[Start of section]

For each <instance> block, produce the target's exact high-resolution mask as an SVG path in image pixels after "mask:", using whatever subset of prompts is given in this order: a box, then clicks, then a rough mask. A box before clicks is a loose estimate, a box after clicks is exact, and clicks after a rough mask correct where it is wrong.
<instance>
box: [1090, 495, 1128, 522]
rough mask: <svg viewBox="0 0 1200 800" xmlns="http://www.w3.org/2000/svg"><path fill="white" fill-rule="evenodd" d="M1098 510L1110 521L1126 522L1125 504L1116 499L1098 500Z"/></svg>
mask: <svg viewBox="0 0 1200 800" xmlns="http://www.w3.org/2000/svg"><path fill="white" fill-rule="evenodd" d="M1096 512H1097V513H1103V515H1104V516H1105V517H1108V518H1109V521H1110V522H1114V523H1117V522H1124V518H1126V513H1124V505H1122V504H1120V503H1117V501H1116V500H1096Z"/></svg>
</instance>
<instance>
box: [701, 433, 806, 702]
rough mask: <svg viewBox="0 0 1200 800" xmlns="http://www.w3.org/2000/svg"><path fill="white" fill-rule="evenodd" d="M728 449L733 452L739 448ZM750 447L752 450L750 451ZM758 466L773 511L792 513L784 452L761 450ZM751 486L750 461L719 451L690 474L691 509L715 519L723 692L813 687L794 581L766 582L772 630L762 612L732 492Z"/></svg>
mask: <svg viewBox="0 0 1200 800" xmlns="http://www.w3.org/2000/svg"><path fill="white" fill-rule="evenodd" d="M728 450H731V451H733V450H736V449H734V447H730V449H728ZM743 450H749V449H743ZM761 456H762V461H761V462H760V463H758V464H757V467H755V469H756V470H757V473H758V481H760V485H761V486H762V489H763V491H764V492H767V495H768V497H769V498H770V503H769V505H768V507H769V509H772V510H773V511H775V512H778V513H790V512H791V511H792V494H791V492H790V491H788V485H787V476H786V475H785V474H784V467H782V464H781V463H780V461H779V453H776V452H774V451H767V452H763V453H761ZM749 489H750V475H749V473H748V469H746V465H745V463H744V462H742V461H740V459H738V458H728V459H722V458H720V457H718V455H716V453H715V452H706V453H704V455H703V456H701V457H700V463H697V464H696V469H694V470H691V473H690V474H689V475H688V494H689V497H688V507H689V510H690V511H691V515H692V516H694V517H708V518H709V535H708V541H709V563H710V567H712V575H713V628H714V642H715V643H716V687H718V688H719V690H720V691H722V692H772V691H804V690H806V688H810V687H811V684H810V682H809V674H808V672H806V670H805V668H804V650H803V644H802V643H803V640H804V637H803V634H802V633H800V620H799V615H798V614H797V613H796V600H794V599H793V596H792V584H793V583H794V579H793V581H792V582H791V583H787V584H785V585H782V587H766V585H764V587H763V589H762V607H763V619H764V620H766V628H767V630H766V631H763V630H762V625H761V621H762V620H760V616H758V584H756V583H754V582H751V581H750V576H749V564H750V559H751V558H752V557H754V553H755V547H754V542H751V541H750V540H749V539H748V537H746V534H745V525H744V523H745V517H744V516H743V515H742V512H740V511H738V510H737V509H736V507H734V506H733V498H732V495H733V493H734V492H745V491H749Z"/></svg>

[End of section]

# Problem details:
Update the material by rewriting it in full with every "rough mask" changed to "coarse mask" and nothing else altered.

# Reply to the task:
For each <instance> block, produce the target's exact high-resolution mask as an SVG path in image pixels after "mask:", using whatever subset of prompts is given in this order: a box, then clicks, then a coarse mask. A box before clicks is a loose estimate, a box after clicks is exact, and clicks after a coarse mask correct where it is wrong.
<instance>
box: [1090, 495, 1128, 522]
coarse mask: <svg viewBox="0 0 1200 800" xmlns="http://www.w3.org/2000/svg"><path fill="white" fill-rule="evenodd" d="M1098 510L1110 521L1126 522L1125 504L1116 499L1098 500Z"/></svg>
mask: <svg viewBox="0 0 1200 800" xmlns="http://www.w3.org/2000/svg"><path fill="white" fill-rule="evenodd" d="M1096 512H1097V513H1103V515H1104V516H1105V517H1108V518H1109V521H1110V522H1114V523H1117V522H1124V518H1126V513H1124V505H1122V504H1120V503H1117V501H1116V500H1096Z"/></svg>
</instance>
<instance>
box: [701, 433, 806, 702]
coarse mask: <svg viewBox="0 0 1200 800" xmlns="http://www.w3.org/2000/svg"><path fill="white" fill-rule="evenodd" d="M728 449L733 452L739 448ZM750 447L752 450L750 451ZM758 466L773 511L792 513L784 452L761 450ZM751 486L750 461L719 451L690 474L691 509L715 519L723 692L813 687L794 581L766 582L772 630L762 612L732 492Z"/></svg>
mask: <svg viewBox="0 0 1200 800" xmlns="http://www.w3.org/2000/svg"><path fill="white" fill-rule="evenodd" d="M728 450H731V451H733V450H736V449H734V447H730V449H728ZM743 450H749V449H743ZM761 456H762V461H761V462H760V463H758V464H757V467H755V469H756V470H757V473H758V481H760V485H761V486H762V489H763V491H764V492H767V495H768V497H769V498H770V503H769V505H768V507H769V509H772V510H773V511H775V512H778V513H790V512H791V511H792V494H791V492H790V491H788V485H787V476H786V475H785V474H784V467H782V464H781V463H780V461H779V453H776V452H774V451H767V452H763V453H761ZM749 489H750V475H749V473H748V469H746V465H745V463H744V462H742V461H740V459H738V458H728V459H722V458H720V457H718V455H716V453H715V452H706V453H704V455H703V456H701V457H700V463H697V464H696V469H694V470H691V473H690V474H689V475H688V494H689V497H688V507H689V510H690V511H691V515H692V516H694V517H708V518H709V535H708V541H709V563H710V567H712V575H713V628H714V642H715V643H716V687H718V688H719V690H720V691H722V692H772V691H804V690H806V688H810V687H811V684H810V682H809V674H808V672H806V670H805V668H804V650H803V644H802V643H803V640H804V637H803V634H802V633H800V620H799V615H798V614H797V613H796V600H794V599H793V596H792V584H793V583H794V579H793V581H792V582H791V583H787V584H785V585H782V587H766V585H764V587H763V589H762V607H763V619H764V620H766V628H767V630H766V631H763V630H762V625H761V621H762V620H760V616H758V584H756V583H754V582H751V581H750V576H749V564H750V559H751V558H752V557H754V553H755V547H754V542H751V541H750V540H749V539H748V537H746V534H745V525H744V523H745V517H744V516H743V515H742V512H740V511H738V510H737V509H736V507H734V506H733V498H732V495H733V493H734V492H745V491H749Z"/></svg>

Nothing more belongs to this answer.